## INSTRUCTIONS FOR THE TASK
Gather every line in the records below that contains the word "grain", and copy each one in full.

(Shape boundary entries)
/---

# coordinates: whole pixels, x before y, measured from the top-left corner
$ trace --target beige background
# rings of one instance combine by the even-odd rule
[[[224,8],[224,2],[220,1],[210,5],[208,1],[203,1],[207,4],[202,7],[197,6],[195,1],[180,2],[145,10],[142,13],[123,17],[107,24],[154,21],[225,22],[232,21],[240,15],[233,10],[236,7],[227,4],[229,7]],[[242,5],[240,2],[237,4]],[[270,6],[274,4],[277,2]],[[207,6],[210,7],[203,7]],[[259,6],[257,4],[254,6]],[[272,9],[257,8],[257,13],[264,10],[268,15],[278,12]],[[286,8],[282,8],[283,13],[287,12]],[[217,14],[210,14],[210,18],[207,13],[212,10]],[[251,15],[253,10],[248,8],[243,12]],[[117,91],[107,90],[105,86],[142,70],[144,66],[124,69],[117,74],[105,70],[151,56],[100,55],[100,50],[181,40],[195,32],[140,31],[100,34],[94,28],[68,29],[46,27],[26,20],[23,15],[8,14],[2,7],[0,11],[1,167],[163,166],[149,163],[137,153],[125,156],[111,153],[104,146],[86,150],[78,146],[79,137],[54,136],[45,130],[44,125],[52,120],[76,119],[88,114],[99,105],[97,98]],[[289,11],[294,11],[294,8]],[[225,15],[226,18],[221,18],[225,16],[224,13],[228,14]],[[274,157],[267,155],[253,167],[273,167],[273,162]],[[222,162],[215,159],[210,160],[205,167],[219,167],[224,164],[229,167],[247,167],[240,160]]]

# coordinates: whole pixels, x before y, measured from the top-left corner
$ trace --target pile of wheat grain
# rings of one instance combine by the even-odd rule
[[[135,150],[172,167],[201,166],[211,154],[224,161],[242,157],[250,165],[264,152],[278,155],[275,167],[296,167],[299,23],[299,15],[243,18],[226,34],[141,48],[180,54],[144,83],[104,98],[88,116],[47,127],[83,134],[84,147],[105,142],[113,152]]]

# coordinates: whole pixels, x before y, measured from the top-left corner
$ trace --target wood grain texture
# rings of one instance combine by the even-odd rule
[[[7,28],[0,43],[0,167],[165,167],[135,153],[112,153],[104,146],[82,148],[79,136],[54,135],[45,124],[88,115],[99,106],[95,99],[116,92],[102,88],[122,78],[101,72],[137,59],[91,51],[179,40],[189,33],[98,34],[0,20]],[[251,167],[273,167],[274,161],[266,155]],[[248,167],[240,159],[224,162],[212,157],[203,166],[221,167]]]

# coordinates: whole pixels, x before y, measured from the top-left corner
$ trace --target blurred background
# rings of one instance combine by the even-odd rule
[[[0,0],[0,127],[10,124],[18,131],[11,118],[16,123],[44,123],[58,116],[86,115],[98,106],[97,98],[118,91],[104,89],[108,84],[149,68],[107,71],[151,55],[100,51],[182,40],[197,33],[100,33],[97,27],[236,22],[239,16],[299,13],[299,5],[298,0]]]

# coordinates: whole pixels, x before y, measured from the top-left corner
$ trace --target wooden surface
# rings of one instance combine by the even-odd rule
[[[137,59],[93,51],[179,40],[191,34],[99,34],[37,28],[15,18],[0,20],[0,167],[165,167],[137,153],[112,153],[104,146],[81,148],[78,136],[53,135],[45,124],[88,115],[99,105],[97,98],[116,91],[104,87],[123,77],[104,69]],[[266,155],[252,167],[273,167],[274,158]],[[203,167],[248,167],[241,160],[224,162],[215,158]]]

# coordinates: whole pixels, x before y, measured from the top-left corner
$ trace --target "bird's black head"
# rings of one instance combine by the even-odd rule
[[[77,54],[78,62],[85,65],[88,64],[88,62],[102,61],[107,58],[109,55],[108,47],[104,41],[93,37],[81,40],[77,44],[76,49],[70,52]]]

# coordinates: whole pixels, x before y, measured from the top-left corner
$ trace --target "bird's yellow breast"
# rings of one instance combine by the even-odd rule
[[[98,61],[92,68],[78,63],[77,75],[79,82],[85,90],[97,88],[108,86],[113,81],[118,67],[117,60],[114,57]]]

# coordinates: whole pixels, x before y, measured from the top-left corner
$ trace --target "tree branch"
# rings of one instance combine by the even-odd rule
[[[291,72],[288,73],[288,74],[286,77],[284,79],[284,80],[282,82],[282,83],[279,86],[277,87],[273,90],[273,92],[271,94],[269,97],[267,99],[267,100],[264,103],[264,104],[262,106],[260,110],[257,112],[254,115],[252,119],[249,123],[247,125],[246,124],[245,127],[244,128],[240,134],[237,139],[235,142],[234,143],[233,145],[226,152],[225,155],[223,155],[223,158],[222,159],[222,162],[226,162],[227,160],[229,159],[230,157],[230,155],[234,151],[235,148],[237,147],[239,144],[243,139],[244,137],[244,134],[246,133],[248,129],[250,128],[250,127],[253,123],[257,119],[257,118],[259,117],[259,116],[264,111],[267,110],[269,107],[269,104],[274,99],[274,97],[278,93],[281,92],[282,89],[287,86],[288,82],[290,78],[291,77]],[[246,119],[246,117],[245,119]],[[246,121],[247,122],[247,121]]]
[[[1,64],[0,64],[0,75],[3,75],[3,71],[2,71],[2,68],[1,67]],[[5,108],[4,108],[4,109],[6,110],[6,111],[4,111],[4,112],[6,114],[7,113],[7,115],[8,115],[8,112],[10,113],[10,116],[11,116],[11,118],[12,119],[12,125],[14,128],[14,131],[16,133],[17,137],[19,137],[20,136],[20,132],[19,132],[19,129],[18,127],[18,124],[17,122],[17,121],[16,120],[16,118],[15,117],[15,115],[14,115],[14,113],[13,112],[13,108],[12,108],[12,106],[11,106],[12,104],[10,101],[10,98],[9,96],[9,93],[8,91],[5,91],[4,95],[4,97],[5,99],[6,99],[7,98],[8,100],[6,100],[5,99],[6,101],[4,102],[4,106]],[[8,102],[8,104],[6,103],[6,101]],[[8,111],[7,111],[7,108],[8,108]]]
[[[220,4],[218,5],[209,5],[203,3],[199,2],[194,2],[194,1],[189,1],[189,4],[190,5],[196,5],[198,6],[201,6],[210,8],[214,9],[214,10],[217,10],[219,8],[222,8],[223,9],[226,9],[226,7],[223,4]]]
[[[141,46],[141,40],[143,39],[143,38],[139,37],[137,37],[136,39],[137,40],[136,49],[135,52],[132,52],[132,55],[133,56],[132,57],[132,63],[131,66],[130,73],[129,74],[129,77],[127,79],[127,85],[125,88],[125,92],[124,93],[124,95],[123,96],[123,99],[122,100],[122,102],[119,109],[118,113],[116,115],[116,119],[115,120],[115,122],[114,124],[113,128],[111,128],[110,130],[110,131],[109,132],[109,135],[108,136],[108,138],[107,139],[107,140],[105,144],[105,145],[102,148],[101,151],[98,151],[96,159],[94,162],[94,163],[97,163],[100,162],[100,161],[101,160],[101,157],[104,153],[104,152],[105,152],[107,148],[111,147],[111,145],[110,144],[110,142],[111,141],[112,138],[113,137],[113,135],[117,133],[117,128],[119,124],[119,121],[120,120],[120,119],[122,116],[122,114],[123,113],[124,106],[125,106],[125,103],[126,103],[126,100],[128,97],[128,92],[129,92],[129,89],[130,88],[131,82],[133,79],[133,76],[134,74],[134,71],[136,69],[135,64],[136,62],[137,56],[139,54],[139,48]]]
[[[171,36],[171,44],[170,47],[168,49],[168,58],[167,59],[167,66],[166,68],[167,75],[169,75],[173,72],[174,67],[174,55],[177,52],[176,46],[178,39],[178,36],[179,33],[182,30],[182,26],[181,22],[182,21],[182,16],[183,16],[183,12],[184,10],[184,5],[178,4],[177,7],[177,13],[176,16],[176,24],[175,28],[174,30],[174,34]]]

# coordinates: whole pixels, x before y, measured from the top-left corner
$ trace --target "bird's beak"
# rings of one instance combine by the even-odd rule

\---

## THE RESULT
$ trace --target pile of wheat grain
$ trace --target wood grain texture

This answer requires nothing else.